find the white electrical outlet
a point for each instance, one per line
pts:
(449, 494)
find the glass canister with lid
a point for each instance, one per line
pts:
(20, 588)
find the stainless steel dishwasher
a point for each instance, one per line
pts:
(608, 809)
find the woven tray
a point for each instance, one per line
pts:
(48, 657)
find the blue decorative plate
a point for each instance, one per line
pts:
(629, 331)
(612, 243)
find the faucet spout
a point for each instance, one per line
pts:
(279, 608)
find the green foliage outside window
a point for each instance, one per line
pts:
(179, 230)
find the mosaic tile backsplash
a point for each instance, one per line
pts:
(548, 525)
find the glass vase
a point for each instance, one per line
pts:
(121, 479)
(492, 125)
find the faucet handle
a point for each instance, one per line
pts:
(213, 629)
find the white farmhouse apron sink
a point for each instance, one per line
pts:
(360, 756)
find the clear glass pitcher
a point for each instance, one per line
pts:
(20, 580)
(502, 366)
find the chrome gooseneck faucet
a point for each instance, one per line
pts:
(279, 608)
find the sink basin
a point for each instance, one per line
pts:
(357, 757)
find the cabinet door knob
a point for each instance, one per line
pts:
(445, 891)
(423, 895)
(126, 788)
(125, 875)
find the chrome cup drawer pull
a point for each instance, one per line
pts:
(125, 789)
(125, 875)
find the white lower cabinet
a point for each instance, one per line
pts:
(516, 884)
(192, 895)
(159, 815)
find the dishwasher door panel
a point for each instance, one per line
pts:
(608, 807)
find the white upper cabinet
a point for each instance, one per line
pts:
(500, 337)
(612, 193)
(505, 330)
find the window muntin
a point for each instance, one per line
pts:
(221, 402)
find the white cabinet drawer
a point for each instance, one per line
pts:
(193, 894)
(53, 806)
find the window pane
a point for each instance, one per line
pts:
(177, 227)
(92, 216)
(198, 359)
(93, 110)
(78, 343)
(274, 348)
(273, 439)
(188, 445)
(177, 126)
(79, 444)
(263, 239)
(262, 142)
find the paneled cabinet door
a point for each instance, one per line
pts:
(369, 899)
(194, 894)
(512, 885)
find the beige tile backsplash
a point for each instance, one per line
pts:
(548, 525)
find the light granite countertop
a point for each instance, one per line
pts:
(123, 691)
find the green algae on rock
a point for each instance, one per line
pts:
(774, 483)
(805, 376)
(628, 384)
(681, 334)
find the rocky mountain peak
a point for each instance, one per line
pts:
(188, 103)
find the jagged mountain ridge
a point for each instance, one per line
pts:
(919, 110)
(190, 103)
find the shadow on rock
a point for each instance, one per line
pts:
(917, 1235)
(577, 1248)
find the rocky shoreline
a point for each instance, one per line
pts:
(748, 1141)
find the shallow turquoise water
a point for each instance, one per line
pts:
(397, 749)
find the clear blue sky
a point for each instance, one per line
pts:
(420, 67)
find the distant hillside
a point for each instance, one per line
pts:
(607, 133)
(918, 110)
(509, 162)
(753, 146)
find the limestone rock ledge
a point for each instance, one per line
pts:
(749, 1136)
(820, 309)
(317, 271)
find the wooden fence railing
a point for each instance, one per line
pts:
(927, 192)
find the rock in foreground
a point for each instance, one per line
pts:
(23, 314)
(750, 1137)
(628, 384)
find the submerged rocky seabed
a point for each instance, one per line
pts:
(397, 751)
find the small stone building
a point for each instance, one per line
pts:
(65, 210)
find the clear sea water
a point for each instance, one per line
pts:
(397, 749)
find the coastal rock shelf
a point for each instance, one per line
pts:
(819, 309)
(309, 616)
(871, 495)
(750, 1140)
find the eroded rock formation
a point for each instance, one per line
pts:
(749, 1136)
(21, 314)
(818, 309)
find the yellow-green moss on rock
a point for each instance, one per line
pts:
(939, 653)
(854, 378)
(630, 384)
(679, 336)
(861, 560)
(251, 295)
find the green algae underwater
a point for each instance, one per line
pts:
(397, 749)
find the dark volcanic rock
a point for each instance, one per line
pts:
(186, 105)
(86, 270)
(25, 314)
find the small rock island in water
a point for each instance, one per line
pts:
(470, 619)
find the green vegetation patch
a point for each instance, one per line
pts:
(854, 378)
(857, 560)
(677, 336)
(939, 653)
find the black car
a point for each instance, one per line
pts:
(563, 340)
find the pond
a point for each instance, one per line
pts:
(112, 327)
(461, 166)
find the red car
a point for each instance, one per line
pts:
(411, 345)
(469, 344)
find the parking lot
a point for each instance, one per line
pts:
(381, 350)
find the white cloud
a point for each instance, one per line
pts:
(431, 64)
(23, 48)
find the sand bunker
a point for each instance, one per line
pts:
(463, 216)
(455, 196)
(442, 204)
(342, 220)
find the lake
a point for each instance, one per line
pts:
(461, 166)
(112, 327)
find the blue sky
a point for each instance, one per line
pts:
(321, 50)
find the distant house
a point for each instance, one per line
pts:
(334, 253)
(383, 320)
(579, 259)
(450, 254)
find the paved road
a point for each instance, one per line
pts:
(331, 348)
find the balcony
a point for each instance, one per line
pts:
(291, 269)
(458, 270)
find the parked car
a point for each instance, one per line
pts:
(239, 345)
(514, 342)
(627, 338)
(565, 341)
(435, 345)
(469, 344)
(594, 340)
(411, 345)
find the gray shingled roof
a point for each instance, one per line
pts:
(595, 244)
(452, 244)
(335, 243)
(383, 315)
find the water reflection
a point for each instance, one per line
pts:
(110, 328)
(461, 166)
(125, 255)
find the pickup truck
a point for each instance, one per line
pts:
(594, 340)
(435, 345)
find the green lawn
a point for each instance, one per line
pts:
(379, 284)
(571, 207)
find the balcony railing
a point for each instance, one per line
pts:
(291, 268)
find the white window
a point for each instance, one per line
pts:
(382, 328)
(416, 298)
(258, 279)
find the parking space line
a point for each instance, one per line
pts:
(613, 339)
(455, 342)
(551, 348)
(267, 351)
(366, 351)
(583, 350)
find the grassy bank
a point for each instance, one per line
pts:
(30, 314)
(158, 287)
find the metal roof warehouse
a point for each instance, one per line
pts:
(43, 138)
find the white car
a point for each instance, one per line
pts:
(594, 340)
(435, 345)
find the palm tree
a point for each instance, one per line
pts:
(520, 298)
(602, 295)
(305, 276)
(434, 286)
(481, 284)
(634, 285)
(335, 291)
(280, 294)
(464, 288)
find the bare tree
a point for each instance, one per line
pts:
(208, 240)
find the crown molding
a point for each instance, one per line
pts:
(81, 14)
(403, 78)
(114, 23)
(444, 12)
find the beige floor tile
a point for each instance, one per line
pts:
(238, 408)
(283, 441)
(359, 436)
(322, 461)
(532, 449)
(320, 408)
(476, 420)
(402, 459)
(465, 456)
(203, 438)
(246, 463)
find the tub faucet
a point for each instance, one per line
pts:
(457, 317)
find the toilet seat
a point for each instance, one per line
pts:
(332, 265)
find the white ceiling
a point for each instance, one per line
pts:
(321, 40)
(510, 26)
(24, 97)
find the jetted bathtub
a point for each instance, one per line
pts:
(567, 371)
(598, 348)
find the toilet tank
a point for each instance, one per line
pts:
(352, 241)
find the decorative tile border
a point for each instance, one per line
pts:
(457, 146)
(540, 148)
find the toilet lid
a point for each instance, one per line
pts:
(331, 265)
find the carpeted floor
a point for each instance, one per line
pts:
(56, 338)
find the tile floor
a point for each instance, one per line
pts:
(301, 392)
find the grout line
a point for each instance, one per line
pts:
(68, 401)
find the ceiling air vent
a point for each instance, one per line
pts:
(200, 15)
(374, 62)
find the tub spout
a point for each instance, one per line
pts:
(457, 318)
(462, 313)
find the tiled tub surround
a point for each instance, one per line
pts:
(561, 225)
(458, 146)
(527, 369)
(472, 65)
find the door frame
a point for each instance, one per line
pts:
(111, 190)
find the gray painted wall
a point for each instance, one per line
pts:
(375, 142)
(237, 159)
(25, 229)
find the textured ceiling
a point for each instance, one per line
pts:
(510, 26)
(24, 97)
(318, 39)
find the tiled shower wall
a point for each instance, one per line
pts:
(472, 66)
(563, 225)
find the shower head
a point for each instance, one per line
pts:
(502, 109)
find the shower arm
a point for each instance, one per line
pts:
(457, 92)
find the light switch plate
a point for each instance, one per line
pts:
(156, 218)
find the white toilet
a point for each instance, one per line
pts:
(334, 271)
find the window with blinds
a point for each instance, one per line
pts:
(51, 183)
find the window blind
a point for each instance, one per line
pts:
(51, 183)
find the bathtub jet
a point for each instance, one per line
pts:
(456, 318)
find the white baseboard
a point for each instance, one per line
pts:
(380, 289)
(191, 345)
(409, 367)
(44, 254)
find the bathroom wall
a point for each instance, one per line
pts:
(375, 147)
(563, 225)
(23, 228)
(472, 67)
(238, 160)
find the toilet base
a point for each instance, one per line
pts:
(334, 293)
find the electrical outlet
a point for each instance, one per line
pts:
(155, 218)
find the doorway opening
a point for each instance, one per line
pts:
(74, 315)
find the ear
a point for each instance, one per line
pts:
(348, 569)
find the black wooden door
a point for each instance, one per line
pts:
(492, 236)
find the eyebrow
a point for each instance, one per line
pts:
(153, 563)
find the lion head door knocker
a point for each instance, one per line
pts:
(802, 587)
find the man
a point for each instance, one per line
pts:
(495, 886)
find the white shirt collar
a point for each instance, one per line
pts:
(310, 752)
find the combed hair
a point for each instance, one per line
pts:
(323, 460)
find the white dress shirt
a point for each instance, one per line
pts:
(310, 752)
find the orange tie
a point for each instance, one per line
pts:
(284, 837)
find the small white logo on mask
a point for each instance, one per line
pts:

▶ **Task brief**
Leave out every line after the one with "find the woven tray". Reproduce the material above exactly from its first line through that line.

▶ **Response area**
find the white electrical outlet
a point for each instance, one per line
pts:
(449, 494)
find the glass canister with lid
a point for each instance, one per line
pts:
(20, 588)
find the stainless steel dishwasher
a point for each instance, one per line
pts:
(608, 809)
find the woven tray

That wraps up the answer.